What is required
Print out the entries below with no edits.

Records to process
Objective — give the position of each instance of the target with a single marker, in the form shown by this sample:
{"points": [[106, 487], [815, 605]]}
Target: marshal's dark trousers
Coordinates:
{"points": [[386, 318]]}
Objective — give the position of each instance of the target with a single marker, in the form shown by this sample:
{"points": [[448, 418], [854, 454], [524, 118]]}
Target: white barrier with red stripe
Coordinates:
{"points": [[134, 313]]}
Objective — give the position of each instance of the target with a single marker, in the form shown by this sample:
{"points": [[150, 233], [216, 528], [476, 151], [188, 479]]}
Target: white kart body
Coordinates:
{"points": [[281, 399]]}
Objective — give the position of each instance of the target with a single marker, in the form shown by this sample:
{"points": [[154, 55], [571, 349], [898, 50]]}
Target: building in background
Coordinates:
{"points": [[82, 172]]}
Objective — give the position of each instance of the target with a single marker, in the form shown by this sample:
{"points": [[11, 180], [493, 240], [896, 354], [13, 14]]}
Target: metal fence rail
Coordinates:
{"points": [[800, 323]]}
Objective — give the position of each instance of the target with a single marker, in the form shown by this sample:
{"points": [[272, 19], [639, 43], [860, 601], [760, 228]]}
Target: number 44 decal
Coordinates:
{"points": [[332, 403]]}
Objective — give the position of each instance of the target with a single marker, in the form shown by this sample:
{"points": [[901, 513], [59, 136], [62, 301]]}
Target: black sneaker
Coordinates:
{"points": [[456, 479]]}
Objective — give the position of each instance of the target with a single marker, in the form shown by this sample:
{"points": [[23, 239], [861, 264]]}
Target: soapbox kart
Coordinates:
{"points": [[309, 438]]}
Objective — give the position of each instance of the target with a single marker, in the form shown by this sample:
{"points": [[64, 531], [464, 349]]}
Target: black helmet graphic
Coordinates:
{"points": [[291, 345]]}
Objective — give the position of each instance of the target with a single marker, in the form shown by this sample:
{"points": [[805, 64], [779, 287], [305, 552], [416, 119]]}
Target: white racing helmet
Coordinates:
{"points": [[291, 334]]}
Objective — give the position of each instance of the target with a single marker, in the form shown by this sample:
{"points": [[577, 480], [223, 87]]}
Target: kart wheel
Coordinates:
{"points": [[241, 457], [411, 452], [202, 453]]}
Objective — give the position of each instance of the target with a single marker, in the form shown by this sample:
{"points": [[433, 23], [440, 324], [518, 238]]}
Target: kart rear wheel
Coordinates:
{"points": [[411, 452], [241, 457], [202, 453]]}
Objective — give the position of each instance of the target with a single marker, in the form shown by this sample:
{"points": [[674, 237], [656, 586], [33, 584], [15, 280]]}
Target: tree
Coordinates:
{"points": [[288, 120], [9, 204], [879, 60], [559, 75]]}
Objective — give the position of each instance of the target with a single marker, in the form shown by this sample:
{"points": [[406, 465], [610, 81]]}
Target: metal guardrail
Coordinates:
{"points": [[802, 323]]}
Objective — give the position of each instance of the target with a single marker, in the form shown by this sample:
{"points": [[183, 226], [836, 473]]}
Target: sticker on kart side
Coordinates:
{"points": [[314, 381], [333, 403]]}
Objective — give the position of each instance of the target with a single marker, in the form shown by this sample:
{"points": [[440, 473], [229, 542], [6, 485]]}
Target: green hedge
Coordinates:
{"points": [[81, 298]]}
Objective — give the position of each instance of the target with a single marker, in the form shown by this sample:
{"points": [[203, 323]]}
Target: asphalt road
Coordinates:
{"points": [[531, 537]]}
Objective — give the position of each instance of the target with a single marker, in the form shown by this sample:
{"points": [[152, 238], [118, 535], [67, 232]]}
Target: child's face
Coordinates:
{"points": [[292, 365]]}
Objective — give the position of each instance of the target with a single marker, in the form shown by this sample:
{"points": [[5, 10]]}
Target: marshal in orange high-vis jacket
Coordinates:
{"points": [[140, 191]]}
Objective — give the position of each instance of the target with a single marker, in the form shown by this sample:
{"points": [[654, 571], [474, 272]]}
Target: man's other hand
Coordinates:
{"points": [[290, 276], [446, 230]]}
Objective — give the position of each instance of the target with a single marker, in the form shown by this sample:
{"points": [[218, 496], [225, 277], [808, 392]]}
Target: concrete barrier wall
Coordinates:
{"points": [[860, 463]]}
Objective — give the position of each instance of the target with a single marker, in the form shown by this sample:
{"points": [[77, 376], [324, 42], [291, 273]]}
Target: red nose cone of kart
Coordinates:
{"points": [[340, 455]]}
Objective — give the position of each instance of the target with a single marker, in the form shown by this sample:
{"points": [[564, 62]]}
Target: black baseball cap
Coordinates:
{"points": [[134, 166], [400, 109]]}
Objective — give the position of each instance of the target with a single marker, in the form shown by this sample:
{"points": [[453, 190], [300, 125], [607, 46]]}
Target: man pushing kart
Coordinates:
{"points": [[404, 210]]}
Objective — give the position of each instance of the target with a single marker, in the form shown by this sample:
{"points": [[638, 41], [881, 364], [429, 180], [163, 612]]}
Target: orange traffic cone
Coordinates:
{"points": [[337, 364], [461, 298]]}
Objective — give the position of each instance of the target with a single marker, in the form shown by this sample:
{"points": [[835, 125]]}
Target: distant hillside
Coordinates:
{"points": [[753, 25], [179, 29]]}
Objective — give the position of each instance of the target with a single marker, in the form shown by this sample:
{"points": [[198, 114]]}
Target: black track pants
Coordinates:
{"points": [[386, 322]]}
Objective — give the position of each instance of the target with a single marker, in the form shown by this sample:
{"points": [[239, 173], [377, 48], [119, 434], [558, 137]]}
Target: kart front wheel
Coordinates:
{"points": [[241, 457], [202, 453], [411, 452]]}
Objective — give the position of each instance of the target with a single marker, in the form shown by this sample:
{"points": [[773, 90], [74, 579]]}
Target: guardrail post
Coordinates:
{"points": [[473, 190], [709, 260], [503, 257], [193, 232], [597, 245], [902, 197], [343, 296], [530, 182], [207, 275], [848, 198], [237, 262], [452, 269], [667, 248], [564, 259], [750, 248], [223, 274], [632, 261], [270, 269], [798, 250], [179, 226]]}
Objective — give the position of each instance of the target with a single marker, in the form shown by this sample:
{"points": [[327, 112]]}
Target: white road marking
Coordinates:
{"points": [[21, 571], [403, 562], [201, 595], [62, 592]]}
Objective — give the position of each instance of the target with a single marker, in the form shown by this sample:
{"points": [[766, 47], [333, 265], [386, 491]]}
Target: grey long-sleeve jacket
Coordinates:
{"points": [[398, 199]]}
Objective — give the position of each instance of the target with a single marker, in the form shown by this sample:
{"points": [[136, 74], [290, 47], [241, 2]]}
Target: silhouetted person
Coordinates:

Solution to this task
Objective — give the position of each instance of the target with a single marker, in the form shown by this sample:
{"points": [[106, 487], [815, 605]]}
Target: marshal's dark trousers
Coordinates:
{"points": [[386, 318]]}
Objective — give the position of each instance of the target with a single marker, in the form shown by this sample:
{"points": [[448, 418], [854, 454], [524, 118]]}
Target: white barrier with red stripe
Coordinates:
{"points": [[134, 313]]}
Objective — give the position of each instance of the target with a single marker, in the form shown by this sample:
{"points": [[150, 233], [216, 528], [476, 151], [188, 479]]}
Target: white kart body
Coordinates:
{"points": [[281, 399]]}
Objective — give the position of each instance of the target with a single marker, in the form shown by this sample:
{"points": [[154, 55], [571, 349], [898, 50]]}
Target: building in background
Coordinates:
{"points": [[82, 172]]}
Objective — give the position of each instance of the target with a single marker, in the form shown by this sample:
{"points": [[11, 180], [493, 240], [896, 354], [13, 14]]}
Target: metal fence rail
Coordinates:
{"points": [[800, 323]]}
Objective — give the position of each instance of the target with a single marker, in the form shown by this sample:
{"points": [[272, 19], [639, 43], [860, 601], [760, 228]]}
Target: number 44 decal
Coordinates:
{"points": [[332, 403]]}
Objective — give the position of each instance of the target with a single marker, in the form shown by this sample:
{"points": [[901, 513], [59, 136], [62, 301]]}
Target: black sneaker
Coordinates:
{"points": [[456, 479]]}
Objective — give the position of each instance of the target with a single marker, in the form shown by this sample:
{"points": [[23, 239], [861, 264]]}
Target: soapbox kart
Coordinates:
{"points": [[309, 438]]}
Objective — give the position of each instance of the target with a single marker, in the form shown by this sample:
{"points": [[64, 531], [464, 349]]}
Target: black helmet graphic
Coordinates:
{"points": [[291, 345]]}
Objective — give the position of each instance of the target with a single marker, in the form shown by this sample:
{"points": [[805, 64], [779, 287], [305, 552], [416, 119]]}
Target: white racing helmet
Coordinates:
{"points": [[291, 334]]}
Objective — give the position of each instance of the target with a single marker, in the form shown by this sample:
{"points": [[577, 480], [223, 87]]}
Target: kart wheel
Coordinates:
{"points": [[241, 457], [411, 452], [202, 453]]}
Objective — give the position of each instance of the target with a single marker, in the form shown by this sample:
{"points": [[433, 23], [440, 324], [518, 238]]}
Target: kart rear wheel
Coordinates:
{"points": [[411, 452], [241, 457], [202, 453]]}
Objective — give the position of each instance of the target with a single marker, in the form shown by this sample:
{"points": [[674, 237], [656, 586], [33, 584], [15, 280]]}
Target: tree
Coordinates:
{"points": [[288, 120], [9, 204], [879, 60], [559, 75]]}
Objective — give the position of each instance of the target with a single marker, in the form shown by this sample:
{"points": [[406, 465], [610, 81]]}
Target: metal guardrail
Coordinates:
{"points": [[802, 323]]}
Objective — give the position of each instance of the target with a single marker, in the form shown by this sample:
{"points": [[183, 226], [836, 473]]}
Target: sticker on kart side
Coordinates:
{"points": [[314, 381], [333, 403]]}
Objective — give the position of each instance of the target with a single marker, in the form shown by this sample:
{"points": [[440, 473], [229, 542], [6, 485]]}
Target: green hedge
Coordinates:
{"points": [[81, 298]]}
Objective — give the position of each instance of the target with a single marker, in the form shown by this sample:
{"points": [[203, 323]]}
Target: asphalt road
Coordinates:
{"points": [[531, 537]]}
Objective — give the position of each instance of the target with a single marker, in the form shown by this sample:
{"points": [[152, 238], [118, 535], [67, 232]]}
Target: child's face
Coordinates:
{"points": [[292, 365]]}
Objective — give the position of each instance of the target with a single marker, in the form shown by this sample:
{"points": [[5, 10]]}
Target: marshal in orange high-vis jacket
Coordinates:
{"points": [[140, 191]]}
Objective — give the position of each instance of the target with a single marker, in the form shown by this sample:
{"points": [[654, 571], [474, 272]]}
Target: man's other hand
Coordinates:
{"points": [[290, 276], [446, 230]]}
Objective — give the position of each instance of the target with a single marker, in the form shown by this sample:
{"points": [[218, 496], [225, 277], [808, 392]]}
Target: concrete barrier wall
Coordinates:
{"points": [[860, 463]]}
Objective — give the position of each instance of the target with a single marker, in the form shown by this sample:
{"points": [[77, 376], [324, 42], [291, 273]]}
Target: red nose cone of kart
Coordinates:
{"points": [[340, 455]]}
Objective — give the position of each instance of the target with a single marker, in the form shown by this sample:
{"points": [[564, 62]]}
Target: black baseball cap
Coordinates:
{"points": [[134, 166], [400, 109]]}
Objective — give the position of each instance of the target with a single marker, in the form shown by this sample:
{"points": [[453, 190], [300, 125], [607, 46]]}
Target: man pushing kart
Coordinates:
{"points": [[404, 210]]}
Objective — give the position of each instance of the target with a single marker, in the form shown by this sample:
{"points": [[638, 41], [881, 364], [429, 180], [163, 612]]}
Target: orange traffic cone
Coordinates:
{"points": [[337, 364], [461, 298]]}
Objective — give the position of each instance of the target with a single marker, in the form shown by this sample:
{"points": [[835, 125]]}
Target: distant hillside
Coordinates:
{"points": [[753, 25], [179, 29]]}
Objective — give the position of each instance of the target with a single marker, in the form shown by this sample:
{"points": [[198, 114]]}
Target: black track pants
Coordinates:
{"points": [[386, 322]]}
Objective — give the position of each instance of the target with a single marker, in the form shown by this sample:
{"points": [[239, 173], [377, 48], [119, 434], [558, 137]]}
Target: kart front wheel
Coordinates:
{"points": [[241, 457], [202, 453], [411, 452]]}
Objective — give the position of each instance of the target with a single marker, in the form shown by this sample:
{"points": [[773, 90], [74, 579]]}
Target: guardrail post
Coordinates:
{"points": [[473, 190], [709, 260], [503, 257], [193, 232], [597, 245], [902, 197], [343, 296], [530, 182], [207, 275], [848, 198], [237, 262], [452, 269], [667, 248], [564, 259], [750, 248], [223, 274], [632, 261], [270, 269], [798, 250], [179, 226]]}
Objective — give the position of each instance of the target with a single marker, in the form shown by this sample:
{"points": [[327, 112]]}
Target: white road marking
Coordinates:
{"points": [[21, 571], [403, 562], [201, 595], [62, 592]]}
Objective — give the position of each instance of the target with a single marker, in the form shown by this sample:
{"points": [[766, 47], [333, 265], [386, 491]]}
Target: grey long-sleeve jacket
Coordinates:
{"points": [[398, 199]]}
Objective — give the position of each instance of the target with a single marker, in the form shown by this sample:
{"points": [[136, 74], [290, 47], [241, 2]]}
Target: silhouetted person
Coordinates:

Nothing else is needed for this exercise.